Begin EXCERPTED DATA
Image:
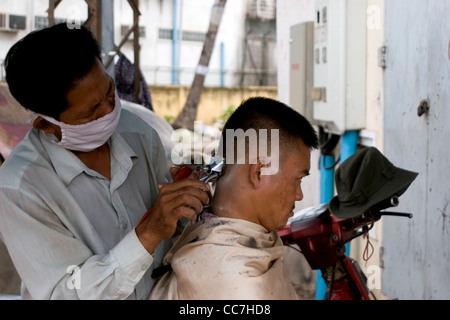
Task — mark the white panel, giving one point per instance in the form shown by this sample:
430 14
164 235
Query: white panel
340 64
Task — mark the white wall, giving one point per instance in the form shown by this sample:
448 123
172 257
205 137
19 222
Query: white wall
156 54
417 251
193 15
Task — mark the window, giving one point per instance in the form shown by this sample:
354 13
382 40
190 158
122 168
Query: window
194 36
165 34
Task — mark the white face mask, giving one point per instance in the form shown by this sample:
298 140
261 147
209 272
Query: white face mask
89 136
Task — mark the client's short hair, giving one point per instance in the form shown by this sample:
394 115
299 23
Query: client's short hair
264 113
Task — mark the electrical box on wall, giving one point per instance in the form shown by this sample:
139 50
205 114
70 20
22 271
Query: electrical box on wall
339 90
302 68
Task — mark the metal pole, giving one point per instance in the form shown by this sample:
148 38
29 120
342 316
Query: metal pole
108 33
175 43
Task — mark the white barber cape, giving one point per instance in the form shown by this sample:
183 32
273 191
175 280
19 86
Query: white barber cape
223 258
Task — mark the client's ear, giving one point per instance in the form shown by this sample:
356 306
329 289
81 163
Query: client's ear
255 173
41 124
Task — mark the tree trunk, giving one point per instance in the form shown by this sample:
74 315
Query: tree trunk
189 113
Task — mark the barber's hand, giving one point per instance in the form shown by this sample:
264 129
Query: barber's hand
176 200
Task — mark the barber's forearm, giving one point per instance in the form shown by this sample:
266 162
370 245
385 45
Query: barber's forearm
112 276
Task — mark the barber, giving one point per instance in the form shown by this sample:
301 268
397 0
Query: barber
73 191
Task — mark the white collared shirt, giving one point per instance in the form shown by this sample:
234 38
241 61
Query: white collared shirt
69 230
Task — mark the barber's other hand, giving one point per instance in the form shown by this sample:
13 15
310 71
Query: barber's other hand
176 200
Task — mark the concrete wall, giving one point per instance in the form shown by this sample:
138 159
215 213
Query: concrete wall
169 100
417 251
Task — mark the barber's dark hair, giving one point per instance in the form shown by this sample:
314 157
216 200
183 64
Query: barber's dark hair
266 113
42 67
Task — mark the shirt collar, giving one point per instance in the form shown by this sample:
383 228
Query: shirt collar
End EXCERPTED DATA
• [WORK TO DO]:
Copy the data word for word, starting with the line that contains "Task — mark the metal" and ending with the last line of the data.

• [TASK RESULT]:
Task — mark the metal pole, giving one point per instance in the form shown by this sample:
148 38
29 120
342 316
Query: metal pole
108 33
175 43
Task — mark the white barber cape, giving one point per instance in the form shown by this sample:
183 32
273 191
175 280
19 86
Query: white barber cape
223 258
Task — mark the client's ear, giving one point per instance in the form shown by this sample:
356 306
329 289
81 163
Query: client's ear
255 173
41 124
Task — mark the tree trunk, giving one point per instance in the form shown by this sample:
74 315
Query: tree trunk
189 113
Task — mark the barber's hand, giving one point per instance in the form shown by this sample:
264 129
Query: barber's hand
176 200
Task — mark the barber's forearm, giving one point per instance in the form shown by this sample:
266 162
370 245
385 45
Query: barber's forearm
112 276
Task — mark the barber, giving one point per instance in the form shown by this sample:
301 268
397 0
Query: barber
73 191
Task — mark the white collared shirt, giving one point per instance in the form shown by this sample:
234 38
241 61
Query: white collared shirt
69 230
Task — mark the barber's other hand, giving one point per instance in the form shown by this sample:
13 15
310 71
Query: barber's other hand
176 200
Task — mark the concrete wall, giving one point per instance in the form shown by this sample:
138 159
215 213
Query: concrete wall
169 100
417 251
Task — mark the barber's dark hair, giving one point per instance in the form shown by this sample:
314 157
216 200
183 64
Query: barber's dark hair
266 113
42 67
Task — mark the shirt collar, giving one point per instance in the form shown by this sample:
383 228
Query: shirt collar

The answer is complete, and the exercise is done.